▶ [Your assignment]:
Give everything from the start of the records down to the line containing "box: [552, 109, 577, 136]", that line included, as a Markdown table with the columns Row and Line. Number each line, skip blank ones, and leave the pictures out.

(The data Opens)

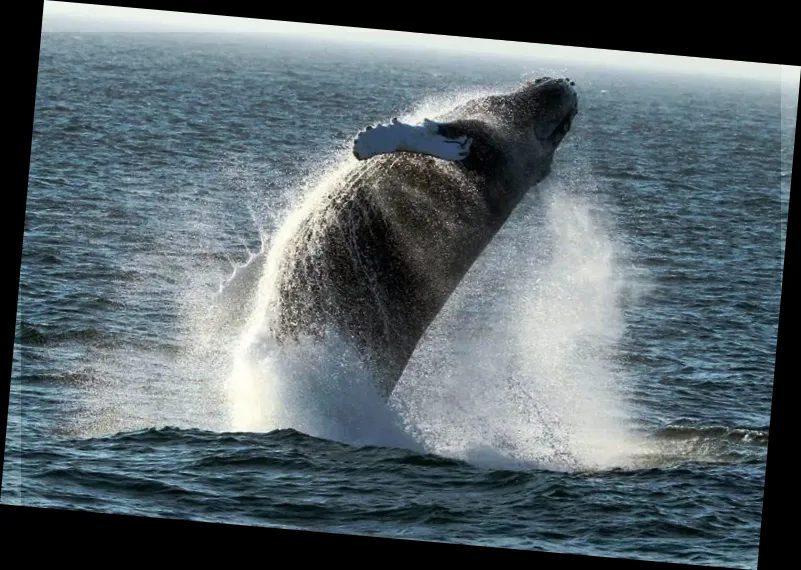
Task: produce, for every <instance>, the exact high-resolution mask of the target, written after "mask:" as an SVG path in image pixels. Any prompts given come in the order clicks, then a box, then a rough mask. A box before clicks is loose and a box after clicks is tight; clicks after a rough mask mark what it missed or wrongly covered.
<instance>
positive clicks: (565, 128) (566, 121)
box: [552, 109, 577, 136]
mask: <svg viewBox="0 0 801 570" xmlns="http://www.w3.org/2000/svg"><path fill="white" fill-rule="evenodd" d="M576 113H577V110H575V109H574V110H573V111H571V112H570V113H569V114H568V115H567V116H566V117H565V118H564V119H563V120H562V122H561V123H559V124H558V125H556V128H555V129H554V130H553V133H552V136H553V135H554V134H562V135H566V134H567V133H569V132H570V129H571V127H572V126H573V118H574V117H575V116H576Z"/></svg>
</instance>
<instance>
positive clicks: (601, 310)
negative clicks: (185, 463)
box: [105, 89, 640, 470]
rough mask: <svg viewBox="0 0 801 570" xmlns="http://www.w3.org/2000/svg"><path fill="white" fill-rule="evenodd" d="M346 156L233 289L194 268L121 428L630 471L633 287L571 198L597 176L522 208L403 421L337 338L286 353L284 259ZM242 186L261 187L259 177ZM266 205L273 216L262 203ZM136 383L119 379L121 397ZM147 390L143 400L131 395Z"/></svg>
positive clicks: (346, 157) (427, 350)
mask: <svg viewBox="0 0 801 570" xmlns="http://www.w3.org/2000/svg"><path fill="white" fill-rule="evenodd" d="M495 91H497V90H496V89H485V90H474V91H472V92H461V93H456V94H454V93H449V94H445V95H440V96H435V97H431V98H429V99H427V100H424V101H422V102H421V103H420V105H418V106H417V107H415V108H413V109H409V110H407V111H406V112H405V113H404V114H401V115H399V117H400V119H401V120H403V121H405V122H409V123H416V122H420V121H422V120H423V119H425V118H436V117H438V115H440V114H441V113H443V112H446V111H447V110H449V109H450V108H452V107H453V106H454V105H457V104H460V103H462V102H465V101H467V100H468V99H471V98H474V97H476V96H478V95H484V94H489V93H491V92H495ZM350 144H351V141H348V142H343V145H342V146H341V148H337V149H334V150H333V151H332V153H331V154H330V155H329V156H328V157H327V159H325V160H322V161H319V162H322V164H321V167H320V169H319V170H318V171H317V172H316V173H315V174H314V175H313V176H312V177H309V178H308V179H306V180H305V181H304V182H302V183H301V184H300V185H299V186H296V187H290V188H288V189H287V190H286V192H285V193H284V195H283V197H282V198H283V203H284V204H285V205H287V206H291V205H292V204H300V205H299V207H297V208H295V209H285V210H283V211H282V212H281V213H280V215H277V214H276V213H275V212H271V213H270V217H271V218H272V220H273V222H272V223H267V224H264V223H261V222H259V221H257V220H255V219H254V222H256V224H257V226H258V227H259V229H263V230H262V232H261V233H262V236H263V237H262V248H261V250H260V251H259V252H257V253H255V254H250V255H249V257H248V260H247V262H246V263H245V264H244V265H242V266H240V267H238V268H236V269H235V271H234V273H233V275H231V276H230V278H229V279H228V281H227V282H226V284H225V286H223V287H222V288H221V289H220V290H214V291H212V289H214V287H212V285H211V283H212V282H213V281H214V278H215V277H216V276H219V272H220V268H219V265H217V264H210V265H209V266H206V267H198V266H197V265H195V266H192V267H191V269H186V270H185V271H183V272H182V273H181V276H178V278H176V279H175V281H176V282H178V283H179V284H180V291H179V292H177V293H176V295H177V296H178V298H179V301H180V303H179V305H180V307H181V309H182V311H181V315H182V319H181V321H182V326H183V328H182V332H181V335H182V342H183V344H184V346H183V350H182V351H181V353H180V355H179V356H178V357H176V358H173V359H171V360H170V361H169V362H167V364H166V368H167V373H166V376H165V375H162V378H160V379H159V382H158V386H161V389H160V391H158V394H156V393H151V394H149V395H148V397H149V400H148V402H145V401H138V402H136V403H133V402H132V401H131V400H130V399H128V396H125V395H122V394H123V392H120V393H119V394H120V397H119V398H118V401H117V404H115V410H116V411H114V413H113V414H112V415H114V416H115V417H119V414H120V413H121V410H123V409H124V408H125V407H126V406H128V409H131V408H130V407H131V406H132V405H133V407H135V408H136V410H137V412H136V413H137V414H138V416H137V418H135V419H136V420H137V421H134V422H131V421H128V423H127V424H126V425H125V429H138V428H140V427H152V426H153V425H158V424H162V425H165V424H166V425H173V426H186V427H203V428H206V429H213V430H215V431H252V432H269V431H272V430H276V429H284V428H293V429H296V430H298V431H301V432H303V433H306V434H308V435H312V436H317V437H321V438H327V439H334V440H339V441H343V442H346V443H353V444H357V445H385V446H395V447H405V448H410V449H413V450H417V451H426V452H430V453H435V454H439V455H443V456H447V457H453V458H457V459H464V460H467V461H471V462H474V463H478V464H482V465H488V466H493V467H503V468H515V467H523V468H529V467H540V468H543V467H544V468H550V469H563V470H576V469H607V468H612V467H619V466H625V465H627V464H629V463H630V457H631V456H632V455H633V454H634V453H635V452H636V449H637V447H638V445H640V443H639V441H638V440H637V439H636V437H635V436H634V435H633V432H632V431H631V430H630V429H629V427H628V422H629V418H630V417H631V415H632V414H631V411H630V410H628V408H627V407H626V405H625V403H624V402H625V399H624V397H623V395H622V394H623V391H624V389H623V388H624V386H625V383H626V378H625V376H624V374H623V373H622V372H621V371H619V370H616V369H615V367H614V366H613V364H612V363H613V358H614V353H615V346H616V343H617V342H618V341H619V340H620V337H621V335H622V333H623V331H624V329H625V327H624V325H625V323H624V320H623V317H622V310H621V300H622V298H623V297H624V296H625V294H626V287H627V281H626V279H627V275H626V274H625V271H623V268H622V265H621V262H620V255H621V246H620V244H619V243H616V242H615V241H614V240H613V239H612V238H611V236H613V235H615V231H614V228H613V227H612V226H611V224H610V223H609V221H608V220H603V219H602V216H600V214H599V213H598V212H596V211H595V210H594V209H593V207H594V203H593V201H591V200H589V199H587V198H586V197H582V196H583V195H586V194H588V193H590V192H576V191H574V189H575V188H577V187H582V186H583V187H584V188H583V189H584V190H588V191H591V190H592V188H591V186H592V180H591V178H590V177H584V178H583V179H581V180H578V181H574V182H573V183H570V182H569V181H567V182H566V181H559V180H557V179H555V176H556V174H554V175H552V176H554V178H553V179H552V181H551V182H550V183H546V184H544V185H542V186H541V187H540V188H539V189H537V190H536V192H534V193H533V194H532V195H531V196H529V197H528V198H527V199H526V200H525V201H524V203H522V204H521V205H520V206H519V207H518V210H517V211H516V213H515V214H514V215H513V216H512V218H511V219H510V220H509V221H508V222H507V224H506V226H505V228H504V229H503V230H502V231H501V232H500V234H498V235H497V236H496V239H495V240H494V241H493V243H492V244H491V245H490V247H489V248H488V249H487V251H486V252H485V253H484V255H482V257H481V258H480V259H479V260H478V262H477V263H476V265H475V266H474V267H473V269H471V271H470V272H469V273H468V275H467V276H466V278H465V280H464V281H463V283H462V284H461V285H460V287H459V288H458V289H457V290H456V292H455V293H454V295H453V296H452V298H451V300H450V301H449V302H448V304H447V305H446V307H445V308H444V310H443V312H442V314H441V315H440V316H439V318H438V319H437V320H436V321H435V322H434V323H433V325H432V327H431V328H430V329H429V331H428V332H427V333H426V335H425V336H424V338H423V339H422V340H421V343H420V345H419V347H418V350H417V352H416V353H415V355H414V356H413V358H412V360H411V362H410V363H409V367H408V369H407V370H406V371H405V373H404V375H403V378H402V379H401V381H400V383H399V384H398V387H397V389H396V392H395V394H394V395H393V398H392V400H391V402H390V405H389V406H387V405H386V404H385V403H384V402H383V401H381V399H380V398H379V397H378V396H377V394H376V393H375V391H374V389H373V387H372V379H371V377H370V373H369V371H368V370H366V369H364V368H362V367H361V366H360V364H359V360H358V359H357V358H356V357H355V355H354V354H353V351H352V350H351V349H350V347H349V346H348V345H347V343H345V342H344V341H343V339H341V338H338V337H337V336H336V335H332V336H331V337H330V340H329V341H328V342H326V344H324V345H321V344H320V343H317V342H313V341H311V340H310V341H308V342H302V343H299V344H298V345H296V346H284V347H279V346H277V345H275V344H274V343H273V342H272V340H271V337H270V335H269V328H270V326H269V325H270V319H271V318H272V311H273V308H274V306H275V303H276V300H277V299H276V287H275V284H276V282H277V279H278V277H279V275H280V273H279V272H280V260H281V257H282V255H283V253H284V252H285V248H286V247H288V245H287V244H288V243H290V238H291V237H292V236H293V234H294V232H295V231H296V230H297V227H298V224H299V223H300V222H301V221H302V220H303V219H304V217H305V215H306V214H307V213H308V212H309V210H310V209H312V208H314V206H315V205H316V204H317V203H318V202H319V201H320V200H324V199H325V197H326V193H327V192H328V190H329V189H330V188H331V186H332V185H333V184H334V183H335V182H336V181H337V180H340V179H341V178H342V177H344V176H347V175H348V174H349V172H350V171H351V169H352V168H353V166H354V165H355V164H356V160H355V158H354V157H353V156H352V155H351V152H350ZM240 168H241V167H240ZM235 177H236V178H237V179H239V180H245V181H248V180H249V178H248V176H247V173H245V175H242V176H240V175H237V176H235ZM252 197H253V198H254V199H256V200H258V201H260V202H263V201H264V196H262V195H261V194H259V193H258V192H254V193H253V196H252ZM257 209H261V207H258V208H257ZM254 215H255V214H254ZM205 231H207V232H213V231H214V228H211V229H208V230H205ZM178 245H179V246H180V244H178ZM178 249H179V250H180V249H181V248H180V247H178ZM209 299H211V302H209ZM121 354H122V353H121V352H119V351H118V352H116V353H115V355H114V360H115V361H116V362H117V363H119V362H121V361H123V362H126V363H132V362H134V360H135V359H136V360H137V362H138V364H137V366H140V367H141V364H142V360H143V359H142V358H141V356H142V355H141V354H140V355H138V356H136V355H133V354H132V355H130V357H124V358H121V357H120V355H121ZM159 362H160V363H161V364H164V361H163V360H161V361H159ZM156 364H158V363H156ZM156 367H157V366H156ZM163 368H164V367H163ZM118 369H119V366H118ZM108 370H110V367H109V368H107V369H106V371H108ZM128 370H129V368H127V367H126V369H125V373H124V374H121V375H119V376H120V378H121V379H123V380H124V381H125V382H129V381H130V379H129V375H128ZM117 371H118V372H120V370H117ZM151 386H155V384H151ZM167 387H171V389H167ZM106 391H108V390H106ZM133 392H139V393H141V392H142V391H141V386H138V387H135V388H134V387H132V388H130V389H128V390H127V393H128V395H130V394H131V393H133ZM165 396H166V397H165ZM105 399H106V400H108V398H105ZM170 402H172V404H169V403H170ZM156 403H158V405H159V406H161V407H160V408H159V409H158V410H154V406H155V405H156ZM171 406H172V407H171ZM178 418H180V420H181V421H177V419H178ZM129 419H130V418H129ZM117 425H119V424H117Z"/></svg>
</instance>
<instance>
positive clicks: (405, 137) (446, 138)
mask: <svg viewBox="0 0 801 570" xmlns="http://www.w3.org/2000/svg"><path fill="white" fill-rule="evenodd" d="M470 144H471V141H470V139H469V138H468V137H466V136H463V137H459V138H456V139H452V138H448V137H444V136H442V135H440V134H439V123H437V122H435V121H430V120H428V119H424V120H423V124H422V125H411V124H407V123H402V122H400V121H398V120H397V119H394V120H393V122H392V123H391V124H389V125H378V126H376V127H373V128H370V129H367V130H365V131H362V132H361V133H359V135H358V136H357V137H356V142H355V144H354V145H353V153H354V155H355V156H356V158H358V159H359V160H367V159H368V158H372V157H374V156H377V155H379V154H390V153H393V152H402V151H406V152H415V153H418V154H426V155H429V156H433V157H436V158H441V159H443V160H450V161H458V160H462V159H464V158H467V156H468V155H469V154H470Z"/></svg>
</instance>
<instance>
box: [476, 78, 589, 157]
mask: <svg viewBox="0 0 801 570" xmlns="http://www.w3.org/2000/svg"><path fill="white" fill-rule="evenodd" d="M490 111H491V112H493V113H496V114H498V115H499V118H500V119H501V120H502V121H503V122H504V123H505V124H506V126H507V127H508V128H509V129H510V130H511V131H512V132H511V133H509V134H510V135H512V136H513V137H514V136H515V135H516V136H522V137H524V138H526V139H529V138H534V139H536V140H537V141H538V142H539V143H540V144H541V145H542V146H543V147H544V150H546V151H547V150H554V149H556V147H557V146H559V143H561V142H562V139H564V137H565V135H566V134H567V133H568V132H569V131H570V128H571V126H572V125H573V119H574V117H575V116H576V114H577V113H578V95H577V94H576V89H575V83H574V82H572V81H570V79H563V78H558V79H553V78H550V77H541V78H539V79H536V80H534V81H531V82H528V83H527V84H526V85H525V86H523V87H522V88H520V89H518V90H517V91H515V92H513V93H511V94H509V95H506V96H502V97H500V98H499V99H498V100H497V101H495V102H494V105H492V104H491V105H490Z"/></svg>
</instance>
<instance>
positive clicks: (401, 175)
mask: <svg viewBox="0 0 801 570" xmlns="http://www.w3.org/2000/svg"><path fill="white" fill-rule="evenodd" d="M577 105H578V98H577V95H576V92H575V90H574V89H573V87H572V84H571V83H570V81H569V80H563V79H550V78H542V79H538V80H537V81H536V82H532V83H529V84H527V85H526V86H524V87H522V88H521V89H519V90H517V91H515V92H513V93H510V94H505V95H493V96H488V97H482V98H479V99H475V100H472V101H469V102H468V103H466V104H464V105H461V106H459V107H458V108H456V109H454V110H452V111H451V112H449V113H447V114H446V115H445V116H443V117H440V118H438V122H439V123H440V128H439V132H440V133H441V134H442V135H445V136H447V137H453V138H457V137H460V136H462V135H467V136H468V137H469V138H470V139H471V141H472V143H471V147H470V153H469V155H468V156H467V157H466V158H464V159H463V160H460V161H446V160H441V159H438V158H434V157H432V156H427V155H423V154H419V153H414V152H393V153H389V154H383V155H379V156H375V157H373V158H369V159H368V160H364V161H362V162H359V163H358V164H357V166H356V167H355V169H354V170H352V171H350V172H349V173H348V174H347V175H346V176H344V177H343V179H341V180H339V181H338V182H336V183H335V184H334V185H333V186H332V187H331V188H330V189H329V190H328V193H327V194H326V196H325V197H324V198H323V199H322V200H318V201H317V202H316V206H315V207H313V208H312V209H311V210H310V211H309V212H307V214H306V217H305V219H303V221H302V222H301V223H300V224H299V226H298V229H297V231H296V233H294V234H293V235H292V236H291V238H290V239H289V241H288V243H287V247H285V248H284V249H283V250H282V253H281V256H282V257H281V258H280V259H279V267H280V270H279V271H278V278H277V282H276V284H275V286H276V291H277V297H276V298H277V305H276V309H275V310H276V313H275V317H274V318H273V319H272V320H271V331H272V334H273V335H274V337H275V338H276V339H278V340H279V342H282V343H284V342H291V341H292V339H298V338H300V337H304V336H305V337H312V338H320V337H323V336H325V334H326V331H327V330H331V329H332V328H333V329H335V330H337V331H338V334H340V335H344V336H345V337H346V338H348V339H349V340H350V341H351V342H353V344H354V346H356V347H357V349H358V350H359V351H360V353H361V354H362V356H363V358H364V360H365V362H366V363H368V364H369V365H370V366H372V368H373V372H374V376H375V380H376V387H377V389H378V391H379V392H380V394H381V395H382V397H384V398H385V399H388V398H389V397H390V395H391V393H392V391H393V389H394V387H395V384H396V382H397V381H398V380H399V378H400V376H401V374H402V372H403V370H404V368H405V366H406V364H407V362H408V360H409V358H410V357H411V355H412V353H413V351H414V350H415V347H416V346H417V343H418V341H419V340H420V338H421V337H422V336H423V334H424V333H425V331H426V329H427V328H428V326H429V325H430V323H431V322H432V321H433V320H434V318H435V317H436V316H437V314H438V313H439V311H440V310H441V308H442V307H443V305H444V304H445V302H446V301H447V300H448V298H449V297H450V295H451V293H452V292H453V291H454V289H455V288H456V287H457V286H458V285H459V282H460V281H461V280H462V278H463V277H464V275H465V274H466V273H467V271H468V270H469V269H470V267H471V266H472V265H473V263H474V261H475V260H476V259H477V258H478V256H479V255H480V254H481V252H482V251H483V250H484V248H485V247H486V246H487V245H488V243H489V242H490V241H491V240H492V238H493V237H494V236H495V234H496V233H497V232H498V230H499V229H500V228H501V226H502V225H503V224H504V222H505V221H506V220H507V218H508V217H509V215H510V214H511V213H512V211H513V210H514V208H515V207H516V206H517V204H518V203H519V202H520V200H521V199H522V198H523V196H524V195H525V194H526V192H527V191H528V190H529V189H530V188H531V187H532V186H534V185H536V184H537V183H538V182H540V181H542V180H543V179H544V178H545V177H546V176H548V174H549V173H550V170H551V163H552V160H553V153H554V151H555V150H556V148H557V147H558V146H559V144H560V143H561V141H562V139H563V137H564V136H565V134H566V133H567V132H568V130H569V129H570V126H571V123H572V120H573V117H574V116H575V115H576V113H577V109H578V107H577Z"/></svg>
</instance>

(The data Closes)

▶ [Task response]:
| Row | Line |
|---|---|
| 1 | Task: produce, for every <instance>, the exact high-resolution mask of the target, written after "mask:" as an SVG path in image pixels. Any prompts given come in the order clicks, then a box, then a rough mask. A box before clicks is loose and a box after clicks is tight; clicks after a rough mask mark what it missed or wrongly covered. |
| 2 | <instance> |
| 3 | positive clicks: (565, 128) (566, 121) |
| 4 | box: [552, 109, 577, 136] |